**REQUIRED ACTION A**. In the smell research passage, which technique did the researchers use to activate glomeruli in mice?
**REQUIRED ACTION B**. List every specific smell the smell research passage mentions as an example.

How do humans and other animals distinguish between the smell of rotting seafood or the enticing allure of a ripe banana? New research at New York University Langone Health uses artificially created odors to help reveal the intricate chain of events that allow one odor to be distinguished from another. The results were published today in Science.
In the deep recesses of the nose are millions of sensory neurons that, along with our eyes and ears, help conjure the world around us. When stimulated by a chemical with a smell, or an odorant, they send nerve impulses to thousands of clusters of neurons in the glomeruli, which make up the olfactory bulb, the brain’s smell center. Different patterns of glomerular activation are known to generate the sensation of specific odors. Firing one set of glomeruli elicits the perception of pineapples; firing another evokes pickles.
Unlike other sensations, such as sight and hearing, scientists do not know which qualities of a particular smell are used by the brain to perceive it. When you see a person’s face, you may remember the eyes, which helps you recognize that individual in the future. But the ears and nose might be less important in how the brain represents that person. The authors of the new study sought to identify distinguishing features involved in forming the representation of odors in the brain.
To do so, they used a technique called optogenetics to activate glomeruli in mice. Optogenetics uses light to stimulate specific neurons in the brain. And it can help determine the function of particular brain regions.

Source records
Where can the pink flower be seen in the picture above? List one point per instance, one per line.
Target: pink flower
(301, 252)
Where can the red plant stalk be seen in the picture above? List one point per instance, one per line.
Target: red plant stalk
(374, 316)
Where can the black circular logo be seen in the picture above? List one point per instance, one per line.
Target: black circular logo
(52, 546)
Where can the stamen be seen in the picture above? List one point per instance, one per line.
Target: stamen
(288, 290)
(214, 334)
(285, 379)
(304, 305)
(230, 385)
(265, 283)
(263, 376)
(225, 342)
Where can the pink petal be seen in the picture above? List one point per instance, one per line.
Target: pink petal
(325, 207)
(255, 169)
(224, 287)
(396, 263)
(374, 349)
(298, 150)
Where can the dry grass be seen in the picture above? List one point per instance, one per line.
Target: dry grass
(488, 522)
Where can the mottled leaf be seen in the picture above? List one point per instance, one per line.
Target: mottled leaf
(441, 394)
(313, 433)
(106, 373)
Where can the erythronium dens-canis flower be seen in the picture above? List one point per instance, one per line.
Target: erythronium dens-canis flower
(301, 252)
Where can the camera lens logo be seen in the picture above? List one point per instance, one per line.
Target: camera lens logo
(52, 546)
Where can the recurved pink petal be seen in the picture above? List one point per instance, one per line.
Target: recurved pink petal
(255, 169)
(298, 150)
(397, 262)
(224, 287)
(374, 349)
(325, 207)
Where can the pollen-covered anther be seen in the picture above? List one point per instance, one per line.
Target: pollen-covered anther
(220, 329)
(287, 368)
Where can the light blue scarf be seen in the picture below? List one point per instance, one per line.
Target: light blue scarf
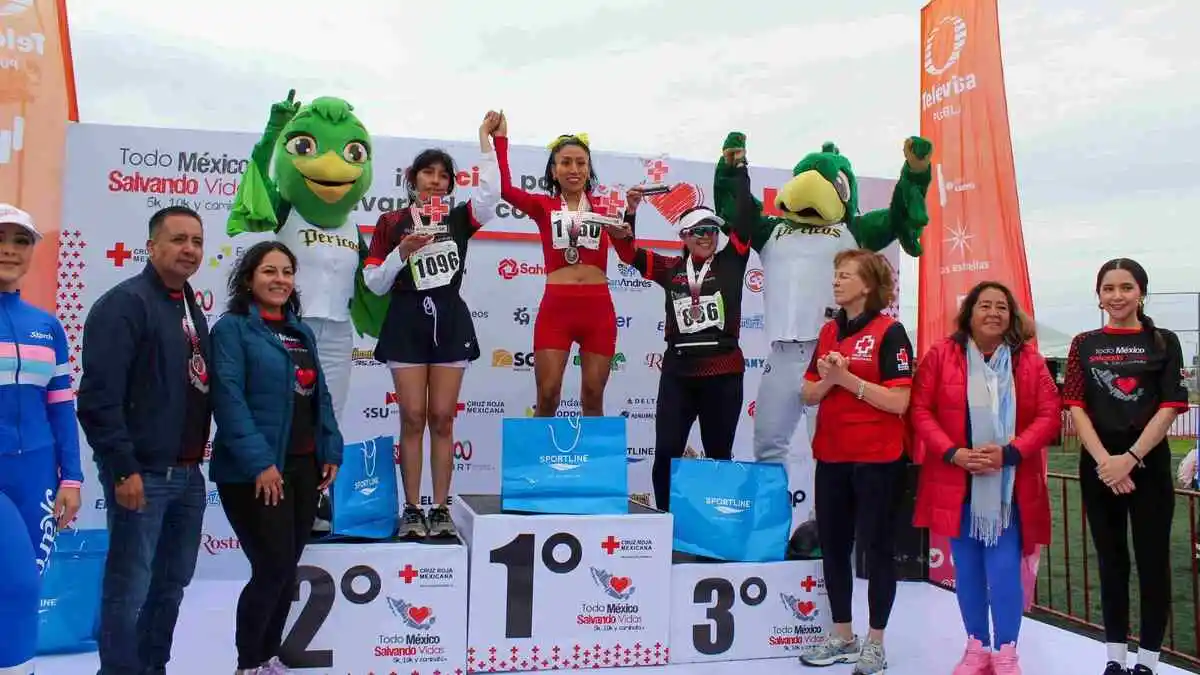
(993, 408)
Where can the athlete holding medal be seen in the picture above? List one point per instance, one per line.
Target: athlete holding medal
(427, 339)
(702, 365)
(576, 308)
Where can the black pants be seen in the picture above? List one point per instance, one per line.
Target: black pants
(858, 501)
(1150, 508)
(715, 399)
(273, 537)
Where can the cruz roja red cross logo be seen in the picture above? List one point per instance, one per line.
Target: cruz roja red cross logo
(436, 209)
(407, 574)
(118, 254)
(611, 544)
(657, 169)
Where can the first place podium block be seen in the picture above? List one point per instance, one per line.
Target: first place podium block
(565, 591)
(744, 610)
(379, 608)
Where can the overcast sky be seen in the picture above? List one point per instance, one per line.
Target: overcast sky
(1104, 95)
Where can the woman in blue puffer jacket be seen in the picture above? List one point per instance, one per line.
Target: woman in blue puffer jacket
(277, 443)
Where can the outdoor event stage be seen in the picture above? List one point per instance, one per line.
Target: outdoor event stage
(925, 620)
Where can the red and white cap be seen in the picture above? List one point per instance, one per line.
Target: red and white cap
(12, 214)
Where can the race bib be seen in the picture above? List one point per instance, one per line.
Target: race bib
(435, 264)
(712, 314)
(589, 227)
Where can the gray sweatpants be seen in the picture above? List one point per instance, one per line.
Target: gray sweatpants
(779, 407)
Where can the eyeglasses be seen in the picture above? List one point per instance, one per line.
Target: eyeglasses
(701, 231)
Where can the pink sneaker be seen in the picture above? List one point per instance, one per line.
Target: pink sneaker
(976, 661)
(1005, 661)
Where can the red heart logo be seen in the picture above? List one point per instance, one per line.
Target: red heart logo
(306, 376)
(672, 204)
(419, 614)
(619, 583)
(1127, 384)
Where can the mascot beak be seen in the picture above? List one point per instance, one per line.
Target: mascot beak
(329, 177)
(811, 199)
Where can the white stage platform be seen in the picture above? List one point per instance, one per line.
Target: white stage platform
(925, 621)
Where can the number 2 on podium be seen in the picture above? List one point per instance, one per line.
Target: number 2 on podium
(517, 557)
(718, 637)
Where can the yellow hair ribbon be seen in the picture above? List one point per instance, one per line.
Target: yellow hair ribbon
(561, 139)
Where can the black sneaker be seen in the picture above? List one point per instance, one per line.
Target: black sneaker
(441, 525)
(412, 524)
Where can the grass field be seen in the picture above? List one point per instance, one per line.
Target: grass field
(1061, 583)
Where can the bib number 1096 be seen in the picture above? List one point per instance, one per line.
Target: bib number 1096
(517, 556)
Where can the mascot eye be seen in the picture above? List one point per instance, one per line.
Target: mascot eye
(841, 184)
(301, 145)
(355, 153)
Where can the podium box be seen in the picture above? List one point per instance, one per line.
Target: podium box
(381, 607)
(745, 610)
(565, 591)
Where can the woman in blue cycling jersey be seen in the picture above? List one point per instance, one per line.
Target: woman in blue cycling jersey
(40, 476)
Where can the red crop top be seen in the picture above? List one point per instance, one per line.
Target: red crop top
(540, 207)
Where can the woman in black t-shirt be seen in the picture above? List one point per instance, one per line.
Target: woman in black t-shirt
(277, 443)
(1123, 388)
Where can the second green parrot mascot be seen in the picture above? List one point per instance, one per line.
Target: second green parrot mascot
(305, 178)
(817, 217)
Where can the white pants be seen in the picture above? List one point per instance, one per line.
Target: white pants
(335, 351)
(779, 407)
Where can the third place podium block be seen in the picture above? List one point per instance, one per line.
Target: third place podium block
(565, 591)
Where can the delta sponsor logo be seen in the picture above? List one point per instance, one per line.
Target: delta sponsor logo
(615, 547)
(942, 55)
(511, 268)
(618, 611)
(427, 577)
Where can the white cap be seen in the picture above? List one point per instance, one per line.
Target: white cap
(12, 214)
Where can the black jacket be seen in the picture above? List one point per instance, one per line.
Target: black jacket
(133, 392)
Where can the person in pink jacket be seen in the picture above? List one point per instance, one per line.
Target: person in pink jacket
(984, 407)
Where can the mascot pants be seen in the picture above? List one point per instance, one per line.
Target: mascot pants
(335, 351)
(778, 408)
(28, 485)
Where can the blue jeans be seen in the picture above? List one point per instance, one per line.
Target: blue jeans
(989, 578)
(151, 556)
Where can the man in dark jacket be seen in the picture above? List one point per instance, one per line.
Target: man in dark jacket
(144, 407)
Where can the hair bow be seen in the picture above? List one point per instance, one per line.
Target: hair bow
(557, 142)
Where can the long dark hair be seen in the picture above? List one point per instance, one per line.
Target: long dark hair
(1143, 280)
(563, 142)
(241, 278)
(1020, 328)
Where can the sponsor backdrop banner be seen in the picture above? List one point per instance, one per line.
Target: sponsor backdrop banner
(118, 175)
(36, 103)
(975, 223)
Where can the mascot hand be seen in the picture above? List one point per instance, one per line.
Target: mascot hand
(283, 111)
(917, 151)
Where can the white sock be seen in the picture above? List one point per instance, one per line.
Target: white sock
(1119, 652)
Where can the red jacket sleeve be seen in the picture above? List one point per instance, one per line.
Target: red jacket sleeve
(523, 201)
(923, 404)
(1041, 432)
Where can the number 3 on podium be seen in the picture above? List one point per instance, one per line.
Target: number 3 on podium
(718, 637)
(517, 557)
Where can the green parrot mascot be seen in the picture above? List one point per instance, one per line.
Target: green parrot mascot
(817, 217)
(305, 178)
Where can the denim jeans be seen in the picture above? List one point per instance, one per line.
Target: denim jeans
(151, 556)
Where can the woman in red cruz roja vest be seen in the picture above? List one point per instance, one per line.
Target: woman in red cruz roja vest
(861, 374)
(577, 305)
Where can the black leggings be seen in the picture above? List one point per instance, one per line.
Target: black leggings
(715, 399)
(273, 537)
(858, 500)
(1150, 508)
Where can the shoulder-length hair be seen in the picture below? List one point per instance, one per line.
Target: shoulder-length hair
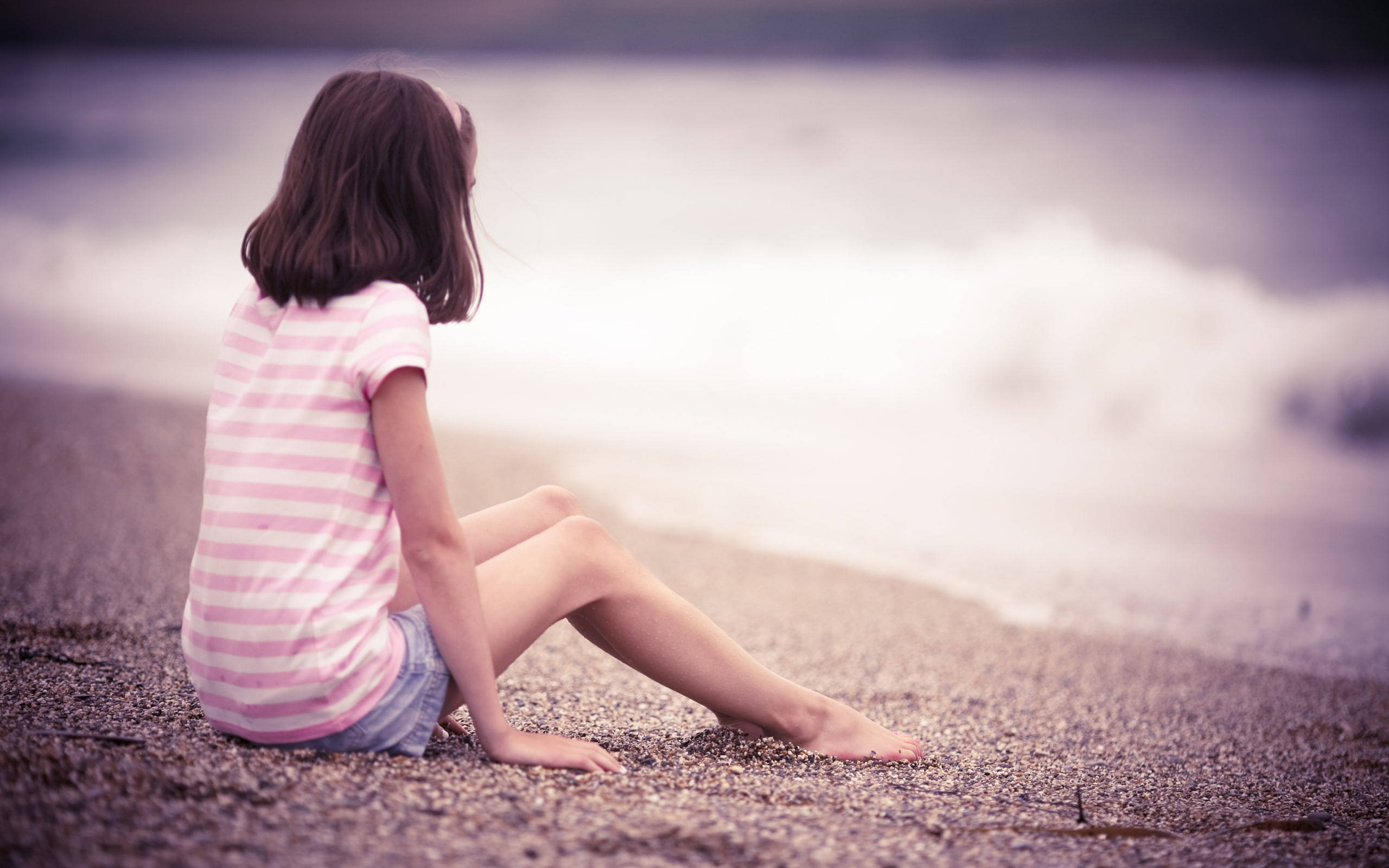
(375, 188)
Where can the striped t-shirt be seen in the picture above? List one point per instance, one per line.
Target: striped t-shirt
(285, 631)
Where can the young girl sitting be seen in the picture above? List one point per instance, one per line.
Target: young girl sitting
(335, 602)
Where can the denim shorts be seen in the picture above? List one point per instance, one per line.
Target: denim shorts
(405, 718)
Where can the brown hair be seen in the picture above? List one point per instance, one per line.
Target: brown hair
(375, 188)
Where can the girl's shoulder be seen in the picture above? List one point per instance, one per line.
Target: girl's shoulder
(384, 293)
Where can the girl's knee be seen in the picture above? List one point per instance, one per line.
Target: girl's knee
(557, 502)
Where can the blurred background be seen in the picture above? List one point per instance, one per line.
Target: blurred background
(1074, 308)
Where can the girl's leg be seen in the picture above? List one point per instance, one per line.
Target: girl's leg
(498, 528)
(576, 570)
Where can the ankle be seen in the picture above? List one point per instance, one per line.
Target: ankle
(803, 718)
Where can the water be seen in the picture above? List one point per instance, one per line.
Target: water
(1100, 348)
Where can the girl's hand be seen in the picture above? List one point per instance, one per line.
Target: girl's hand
(555, 752)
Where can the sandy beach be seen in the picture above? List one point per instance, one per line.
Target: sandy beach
(1176, 757)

**EXERCISE RESULT A**. Optogenetics

**EXERCISE RESULT B**. rotting seafood, ripe banana, pineapples, pickles